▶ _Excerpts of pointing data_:
______

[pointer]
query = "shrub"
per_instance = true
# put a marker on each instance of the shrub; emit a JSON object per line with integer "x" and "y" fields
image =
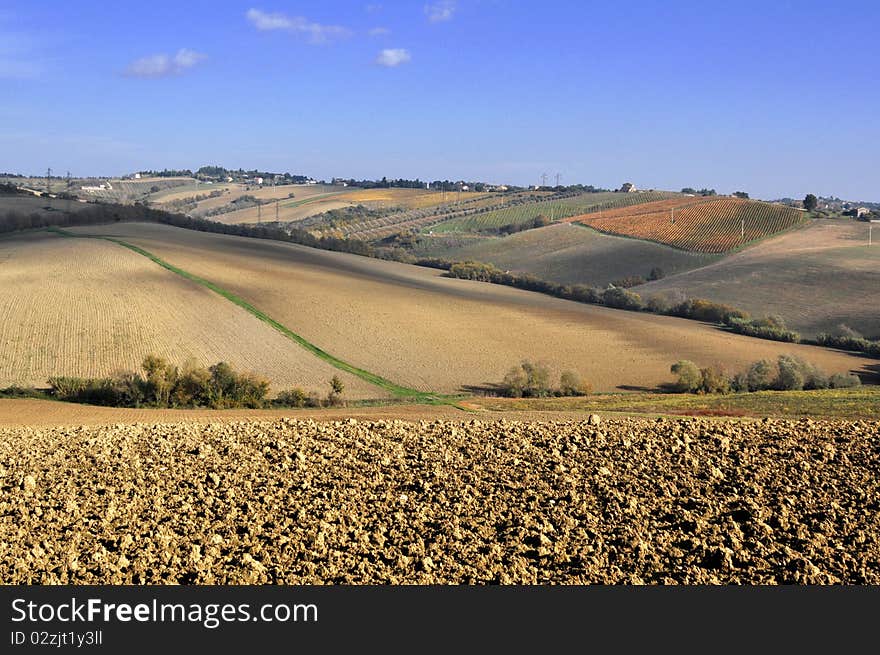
{"x": 760, "y": 376}
{"x": 295, "y": 397}
{"x": 537, "y": 380}
{"x": 527, "y": 380}
{"x": 129, "y": 389}
{"x": 571, "y": 384}
{"x": 767, "y": 328}
{"x": 844, "y": 381}
{"x": 622, "y": 299}
{"x": 795, "y": 373}
{"x": 846, "y": 342}
{"x": 161, "y": 377}
{"x": 700, "y": 309}
{"x": 514, "y": 382}
{"x": 713, "y": 380}
{"x": 689, "y": 377}
{"x": 629, "y": 281}
{"x": 790, "y": 375}
{"x": 334, "y": 398}
{"x": 740, "y": 382}
{"x": 94, "y": 391}
{"x": 193, "y": 386}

______

▶ _Written task_: Return every line of the material above verbatim, leaving out the pictures.

▶ _Response to this task_:
[pointer]
query = "shrub"
per_instance = true
# put a marker on each instance of the shrub; emit a JSON object per line with integer "x" and "y" fields
image =
{"x": 760, "y": 376}
{"x": 295, "y": 397}
{"x": 537, "y": 380}
{"x": 527, "y": 380}
{"x": 129, "y": 389}
{"x": 571, "y": 384}
{"x": 767, "y": 328}
{"x": 844, "y": 381}
{"x": 622, "y": 299}
{"x": 795, "y": 373}
{"x": 846, "y": 342}
{"x": 161, "y": 377}
{"x": 700, "y": 309}
{"x": 514, "y": 382}
{"x": 713, "y": 380}
{"x": 689, "y": 377}
{"x": 629, "y": 281}
{"x": 790, "y": 375}
{"x": 334, "y": 398}
{"x": 740, "y": 382}
{"x": 94, "y": 391}
{"x": 193, "y": 386}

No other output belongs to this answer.